The information, which could be used as more ammunition against the incumbent, comes months before what will likely be a close campaign between Barack Obama and likely Republican nominee Mitt Romney.
The 36-page promotional booklet was exclusively obtained by Breitbart, and was sent out to colleagues within the publishing industry in the early 1990s.
A later biography, which can still be found on Acton & Dystel’s archives, reads: “Barack Obama is the junior Democratic senator from Illinois and was the dynamic keynote speaker at the 2004 Democratic National Convention.
“He was also the first African-American president of the Harvard Law Review. He was born in Kenya to an American anthropologist and a Kenyan finance minister and was raised in Indonesia, Hawaii, and Chicago. His first book, <<Dreams From My Father: A Story of Race and Inheritance>>, has been a long time New York Times bestseller.”

§ §

[Work task A] Condense the paragraph beginning "The 36-page promotional booklet" from the excerpt on Barack Obama's promotional biography into a bulleted list that keeps its main facts.
[Work task B]
Using the excerpt on Barack Obama's promotional biography, answer each question in one line:
(i) Who is named as the likely Republican nominee?
(ii) Where can the later biography still be found?
(iii) What is the title of the first book named in that biography?

§ §

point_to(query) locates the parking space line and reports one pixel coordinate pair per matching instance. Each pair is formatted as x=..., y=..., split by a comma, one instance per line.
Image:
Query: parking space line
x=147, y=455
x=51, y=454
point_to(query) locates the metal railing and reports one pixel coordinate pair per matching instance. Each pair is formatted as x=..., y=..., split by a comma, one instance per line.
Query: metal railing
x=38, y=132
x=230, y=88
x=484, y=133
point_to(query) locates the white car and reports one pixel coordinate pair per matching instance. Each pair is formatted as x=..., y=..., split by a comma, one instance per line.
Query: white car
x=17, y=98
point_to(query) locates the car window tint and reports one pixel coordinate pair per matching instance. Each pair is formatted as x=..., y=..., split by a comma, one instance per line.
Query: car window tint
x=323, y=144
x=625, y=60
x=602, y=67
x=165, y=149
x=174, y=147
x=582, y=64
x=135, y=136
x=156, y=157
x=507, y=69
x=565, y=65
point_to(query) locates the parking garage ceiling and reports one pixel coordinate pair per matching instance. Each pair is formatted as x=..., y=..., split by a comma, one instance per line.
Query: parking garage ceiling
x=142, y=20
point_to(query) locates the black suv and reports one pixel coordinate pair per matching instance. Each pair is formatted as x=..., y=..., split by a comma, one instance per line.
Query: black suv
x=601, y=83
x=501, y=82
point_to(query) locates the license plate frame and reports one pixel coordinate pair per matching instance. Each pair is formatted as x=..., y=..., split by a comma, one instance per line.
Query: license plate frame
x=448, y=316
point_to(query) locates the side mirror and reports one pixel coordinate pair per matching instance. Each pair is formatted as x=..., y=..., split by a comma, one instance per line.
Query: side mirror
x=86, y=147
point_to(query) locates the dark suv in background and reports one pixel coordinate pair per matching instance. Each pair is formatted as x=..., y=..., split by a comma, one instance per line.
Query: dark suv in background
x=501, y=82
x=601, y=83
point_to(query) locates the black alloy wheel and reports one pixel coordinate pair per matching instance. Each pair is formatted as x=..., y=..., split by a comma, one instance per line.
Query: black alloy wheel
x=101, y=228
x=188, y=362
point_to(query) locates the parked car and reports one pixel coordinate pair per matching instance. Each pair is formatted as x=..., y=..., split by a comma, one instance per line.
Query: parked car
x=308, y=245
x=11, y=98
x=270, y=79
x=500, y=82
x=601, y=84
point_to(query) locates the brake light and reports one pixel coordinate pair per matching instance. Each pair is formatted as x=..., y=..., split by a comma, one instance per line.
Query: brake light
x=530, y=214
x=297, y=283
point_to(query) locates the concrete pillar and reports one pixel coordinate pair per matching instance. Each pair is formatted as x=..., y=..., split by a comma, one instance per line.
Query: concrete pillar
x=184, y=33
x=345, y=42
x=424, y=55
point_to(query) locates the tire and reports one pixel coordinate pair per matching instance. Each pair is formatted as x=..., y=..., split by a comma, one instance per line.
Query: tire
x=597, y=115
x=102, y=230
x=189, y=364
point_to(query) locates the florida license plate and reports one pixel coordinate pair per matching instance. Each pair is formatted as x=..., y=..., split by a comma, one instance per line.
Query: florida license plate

§ §

[Response box A]
- The promotional booklet ran 36 pages.
- Breitbart obtained it exclusively.
- It was sent to colleagues within the publishing industry in the early 1990s.

[Response box B]
(i) Mitt Romney
(ii) Acton & Dystel's archives
(iii) Dreams From My Father: A Story of Race and Inheritance